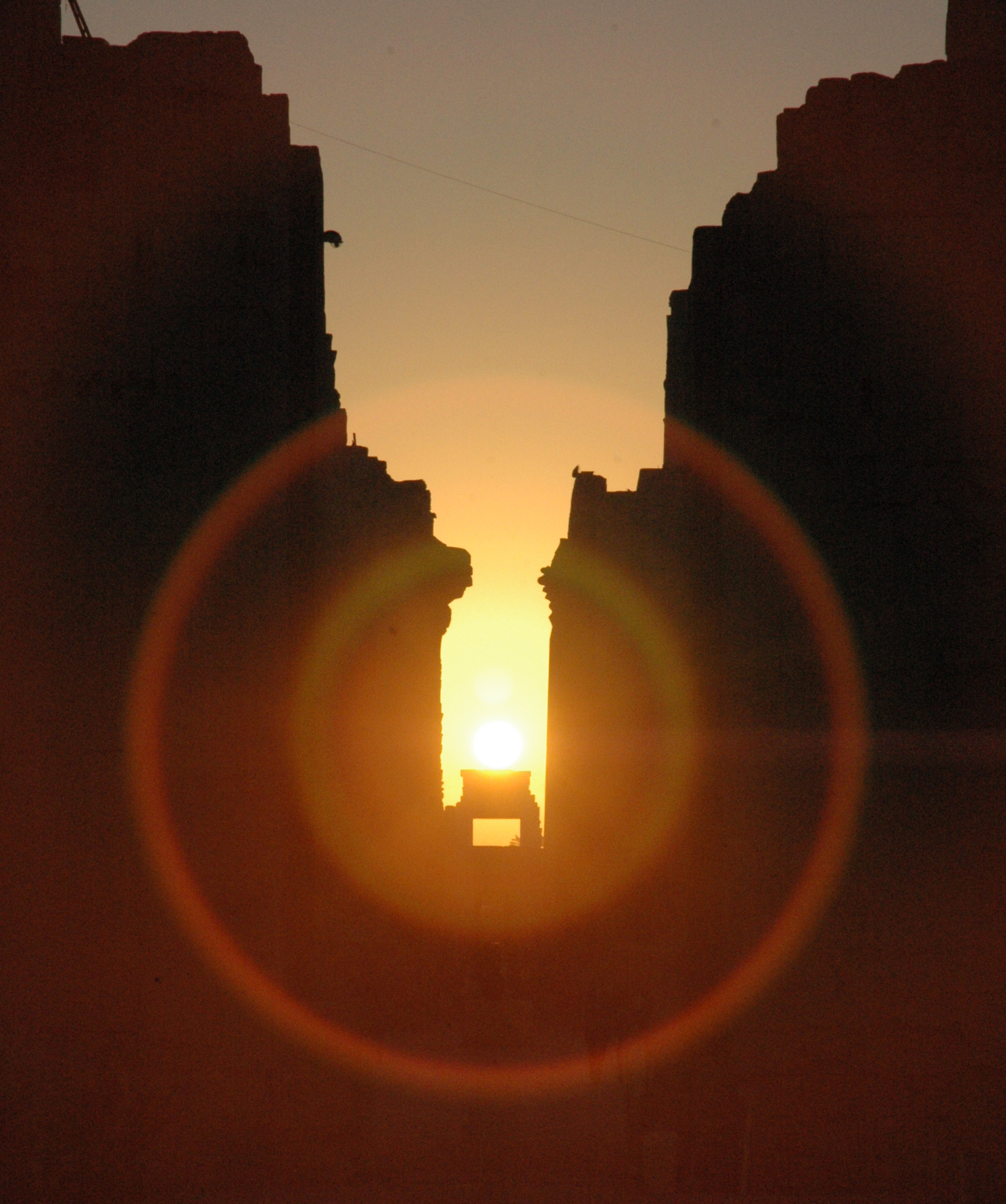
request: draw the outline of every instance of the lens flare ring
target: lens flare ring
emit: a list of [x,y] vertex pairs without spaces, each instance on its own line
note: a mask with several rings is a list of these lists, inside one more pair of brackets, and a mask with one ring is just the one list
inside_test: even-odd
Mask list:
[[321,419],[242,477],[196,527],[147,616],[128,697],[128,761],[137,822],[168,903],[209,964],[261,1015],[320,1056],[366,1075],[461,1097],[526,1098],[617,1081],[680,1055],[750,1003],[794,956],[825,907],[854,836],[869,746],[865,697],[852,635],[823,565],[758,480],[703,436],[668,420],[669,462],[694,472],[747,519],[785,571],[813,632],[832,719],[830,779],[813,848],[754,949],[705,997],[657,1027],[594,1054],[551,1062],[487,1066],[408,1054],[318,1015],[244,952],[203,898],[185,861],[161,759],[171,666],[201,586],[245,523],[298,473],[335,453],[339,437],[338,419]]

### [WHAT YOU WILL DO]
Locate each line in the listing above that contains the word "instance" and copy those lines out. Matching is case-sensitive.

### [EXPECTED ANSWER]
request: draw the outline of every instance of the lens flare ring
emit: a list of [x,y] vertex pairs without spaces, each instance on its own line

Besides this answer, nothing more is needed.